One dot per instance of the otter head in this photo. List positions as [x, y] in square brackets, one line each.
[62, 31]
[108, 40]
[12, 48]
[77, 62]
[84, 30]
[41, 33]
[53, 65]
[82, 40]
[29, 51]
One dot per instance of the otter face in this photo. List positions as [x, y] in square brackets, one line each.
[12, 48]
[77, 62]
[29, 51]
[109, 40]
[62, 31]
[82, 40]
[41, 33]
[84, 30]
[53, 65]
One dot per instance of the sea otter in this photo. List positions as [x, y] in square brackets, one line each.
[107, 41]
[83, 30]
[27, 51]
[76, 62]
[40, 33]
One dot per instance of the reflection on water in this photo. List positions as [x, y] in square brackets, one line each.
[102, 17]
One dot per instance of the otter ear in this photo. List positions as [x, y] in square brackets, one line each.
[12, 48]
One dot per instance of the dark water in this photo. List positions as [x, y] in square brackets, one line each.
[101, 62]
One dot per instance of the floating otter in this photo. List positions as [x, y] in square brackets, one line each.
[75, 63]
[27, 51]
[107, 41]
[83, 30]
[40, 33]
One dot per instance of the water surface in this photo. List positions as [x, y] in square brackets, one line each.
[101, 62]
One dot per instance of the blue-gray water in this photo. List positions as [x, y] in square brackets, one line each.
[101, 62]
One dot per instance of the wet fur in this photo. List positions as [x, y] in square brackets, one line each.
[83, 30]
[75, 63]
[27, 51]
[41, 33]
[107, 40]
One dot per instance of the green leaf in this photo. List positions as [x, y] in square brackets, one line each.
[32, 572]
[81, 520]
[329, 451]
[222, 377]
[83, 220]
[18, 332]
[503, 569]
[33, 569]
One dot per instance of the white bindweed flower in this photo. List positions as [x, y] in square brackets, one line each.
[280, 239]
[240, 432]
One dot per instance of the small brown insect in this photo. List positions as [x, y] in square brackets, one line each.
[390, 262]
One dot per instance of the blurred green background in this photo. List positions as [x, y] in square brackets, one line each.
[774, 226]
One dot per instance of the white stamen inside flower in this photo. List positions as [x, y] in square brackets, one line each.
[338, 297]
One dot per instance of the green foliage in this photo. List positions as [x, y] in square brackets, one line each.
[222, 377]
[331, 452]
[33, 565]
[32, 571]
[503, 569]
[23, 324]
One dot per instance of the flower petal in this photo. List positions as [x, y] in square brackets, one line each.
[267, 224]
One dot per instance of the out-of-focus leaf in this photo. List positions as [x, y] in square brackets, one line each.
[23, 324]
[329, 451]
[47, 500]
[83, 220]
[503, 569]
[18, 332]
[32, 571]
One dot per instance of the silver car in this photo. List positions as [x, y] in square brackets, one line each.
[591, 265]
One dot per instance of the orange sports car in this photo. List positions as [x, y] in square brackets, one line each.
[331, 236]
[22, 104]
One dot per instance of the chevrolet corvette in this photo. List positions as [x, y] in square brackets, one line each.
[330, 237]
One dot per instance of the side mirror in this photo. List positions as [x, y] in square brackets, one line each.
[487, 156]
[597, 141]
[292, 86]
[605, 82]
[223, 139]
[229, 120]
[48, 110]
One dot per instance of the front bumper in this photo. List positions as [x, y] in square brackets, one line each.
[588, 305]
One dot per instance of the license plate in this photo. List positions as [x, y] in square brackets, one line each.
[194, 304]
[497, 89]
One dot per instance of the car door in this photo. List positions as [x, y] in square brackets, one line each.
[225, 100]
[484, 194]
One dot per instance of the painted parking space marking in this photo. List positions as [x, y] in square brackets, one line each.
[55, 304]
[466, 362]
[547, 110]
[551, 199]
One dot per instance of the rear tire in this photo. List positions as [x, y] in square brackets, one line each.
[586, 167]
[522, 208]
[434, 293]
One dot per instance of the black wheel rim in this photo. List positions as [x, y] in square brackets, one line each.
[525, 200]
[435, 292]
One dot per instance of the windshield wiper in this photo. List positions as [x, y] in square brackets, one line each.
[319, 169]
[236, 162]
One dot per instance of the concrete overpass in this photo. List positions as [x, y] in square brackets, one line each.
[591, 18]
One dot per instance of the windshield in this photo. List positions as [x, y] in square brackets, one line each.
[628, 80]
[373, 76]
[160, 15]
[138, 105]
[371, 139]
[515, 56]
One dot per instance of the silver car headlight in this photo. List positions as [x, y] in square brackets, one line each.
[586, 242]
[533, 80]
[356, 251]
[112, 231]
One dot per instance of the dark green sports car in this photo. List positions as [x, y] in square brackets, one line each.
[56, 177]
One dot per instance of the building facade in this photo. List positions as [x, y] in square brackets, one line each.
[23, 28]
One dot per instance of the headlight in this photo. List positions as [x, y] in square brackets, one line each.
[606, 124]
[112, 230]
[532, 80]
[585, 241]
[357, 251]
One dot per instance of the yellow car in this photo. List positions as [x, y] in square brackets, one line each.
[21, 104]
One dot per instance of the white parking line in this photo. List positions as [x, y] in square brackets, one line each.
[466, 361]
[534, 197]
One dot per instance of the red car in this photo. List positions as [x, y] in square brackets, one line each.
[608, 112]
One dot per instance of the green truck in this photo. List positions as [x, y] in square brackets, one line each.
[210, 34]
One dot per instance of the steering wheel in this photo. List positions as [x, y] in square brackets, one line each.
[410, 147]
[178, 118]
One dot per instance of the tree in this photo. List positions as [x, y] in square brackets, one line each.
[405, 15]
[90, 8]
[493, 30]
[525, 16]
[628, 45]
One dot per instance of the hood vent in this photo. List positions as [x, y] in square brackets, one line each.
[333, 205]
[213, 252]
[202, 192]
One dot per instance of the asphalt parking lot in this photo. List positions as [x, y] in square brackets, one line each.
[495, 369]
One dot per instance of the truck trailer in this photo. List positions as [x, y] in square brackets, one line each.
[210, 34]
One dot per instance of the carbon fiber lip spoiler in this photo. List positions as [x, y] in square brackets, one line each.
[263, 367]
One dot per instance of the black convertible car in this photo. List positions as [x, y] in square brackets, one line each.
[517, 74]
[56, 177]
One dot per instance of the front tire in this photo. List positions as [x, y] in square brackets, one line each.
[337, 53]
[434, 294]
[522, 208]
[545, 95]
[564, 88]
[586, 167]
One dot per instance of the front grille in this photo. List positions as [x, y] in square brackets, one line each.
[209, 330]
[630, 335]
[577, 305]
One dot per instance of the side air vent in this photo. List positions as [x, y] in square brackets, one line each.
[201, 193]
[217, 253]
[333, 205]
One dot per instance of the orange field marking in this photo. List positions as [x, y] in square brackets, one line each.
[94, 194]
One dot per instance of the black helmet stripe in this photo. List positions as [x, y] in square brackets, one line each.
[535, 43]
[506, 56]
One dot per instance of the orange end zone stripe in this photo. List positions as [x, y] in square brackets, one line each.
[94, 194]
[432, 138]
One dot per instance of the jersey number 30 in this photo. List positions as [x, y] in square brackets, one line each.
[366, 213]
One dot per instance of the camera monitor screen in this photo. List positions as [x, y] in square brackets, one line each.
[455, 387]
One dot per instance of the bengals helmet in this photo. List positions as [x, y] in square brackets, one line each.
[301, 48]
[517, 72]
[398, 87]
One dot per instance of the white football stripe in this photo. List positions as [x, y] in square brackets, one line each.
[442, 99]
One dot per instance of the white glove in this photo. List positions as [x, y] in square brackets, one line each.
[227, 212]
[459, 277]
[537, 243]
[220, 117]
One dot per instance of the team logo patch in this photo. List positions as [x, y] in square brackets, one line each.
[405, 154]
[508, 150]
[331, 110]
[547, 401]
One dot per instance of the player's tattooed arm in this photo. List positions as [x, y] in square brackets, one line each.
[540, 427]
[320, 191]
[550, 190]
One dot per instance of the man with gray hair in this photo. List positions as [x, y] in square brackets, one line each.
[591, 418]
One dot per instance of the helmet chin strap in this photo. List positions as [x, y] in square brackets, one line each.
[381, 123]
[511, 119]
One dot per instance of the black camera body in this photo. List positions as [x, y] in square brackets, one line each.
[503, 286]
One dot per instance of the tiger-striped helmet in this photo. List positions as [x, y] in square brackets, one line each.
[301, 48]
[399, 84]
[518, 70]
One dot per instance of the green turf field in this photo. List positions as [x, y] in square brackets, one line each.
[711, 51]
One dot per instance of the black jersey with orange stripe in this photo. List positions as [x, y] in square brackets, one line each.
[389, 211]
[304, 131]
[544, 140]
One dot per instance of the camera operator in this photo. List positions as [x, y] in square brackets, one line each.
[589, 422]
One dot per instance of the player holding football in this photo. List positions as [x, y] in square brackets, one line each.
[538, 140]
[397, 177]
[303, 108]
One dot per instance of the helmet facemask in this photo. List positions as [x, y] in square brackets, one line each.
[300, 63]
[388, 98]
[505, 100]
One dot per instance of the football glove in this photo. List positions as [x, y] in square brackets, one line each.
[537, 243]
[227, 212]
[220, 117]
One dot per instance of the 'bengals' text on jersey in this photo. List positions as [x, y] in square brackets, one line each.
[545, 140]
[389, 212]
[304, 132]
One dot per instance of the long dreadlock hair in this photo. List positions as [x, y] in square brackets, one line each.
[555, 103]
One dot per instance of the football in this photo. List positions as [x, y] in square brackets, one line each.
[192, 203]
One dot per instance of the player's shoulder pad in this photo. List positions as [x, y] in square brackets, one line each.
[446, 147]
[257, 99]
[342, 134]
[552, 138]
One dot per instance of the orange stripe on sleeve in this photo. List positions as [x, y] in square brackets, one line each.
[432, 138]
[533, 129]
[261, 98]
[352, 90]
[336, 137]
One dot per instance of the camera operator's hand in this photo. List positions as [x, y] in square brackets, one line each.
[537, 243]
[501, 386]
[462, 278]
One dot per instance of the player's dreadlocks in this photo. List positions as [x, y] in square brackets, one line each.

══════════════════════════════

What is being asked » Please lay out the data as a Markdown table with two columns, Number for the row number and Line for the line itself. Begin at the line that has "One dot per instance of the 'bengals'", stop after the last line of the data, and leave out blank lines.

Solution for this exercise »
| Number | Line |
|---|---|
| 1 | One dot per instance of the 'bengals' text on jersey in this photo. List positions as [x, y] in square brackets, one line each. |
| 2 | [545, 140] |
| 3 | [389, 212] |
| 4 | [304, 132] |
| 5 | One dot per instance of the long dreadlock hair in this photo. List positions as [x, y] in square brackets, one line each. |
| 6 | [555, 103] |
| 7 | One dot per instance of the football in this photo. List positions as [x, y] in square brackets, one line each. |
| 8 | [192, 203] |
| 9 | One dot per instance of the player's shoulder pad in this photo. List positions as [x, y] in square brackets, one line each. |
| 10 | [446, 147] |
| 11 | [257, 99] |
| 12 | [342, 134] |
| 13 | [552, 138] |
| 14 | One dot per instance of the orange stripe on sleeve in this photo. List positions as [x, y] in square brackets, one line each. |
| 15 | [432, 138] |
| 16 | [533, 129] |
| 17 | [261, 98] |
| 18 | [352, 90] |
| 19 | [336, 137] |
| 20 | One dot per instance of the camera operator's hand in this photo. List positions as [x, y] in square brackets, one line each. |
| 21 | [537, 243] |
| 22 | [501, 386] |
| 23 | [462, 278] |
| 24 | One dot per instance of the player's dreadlocks in this photo. List positions as [x, y] in square brackets, one line each. |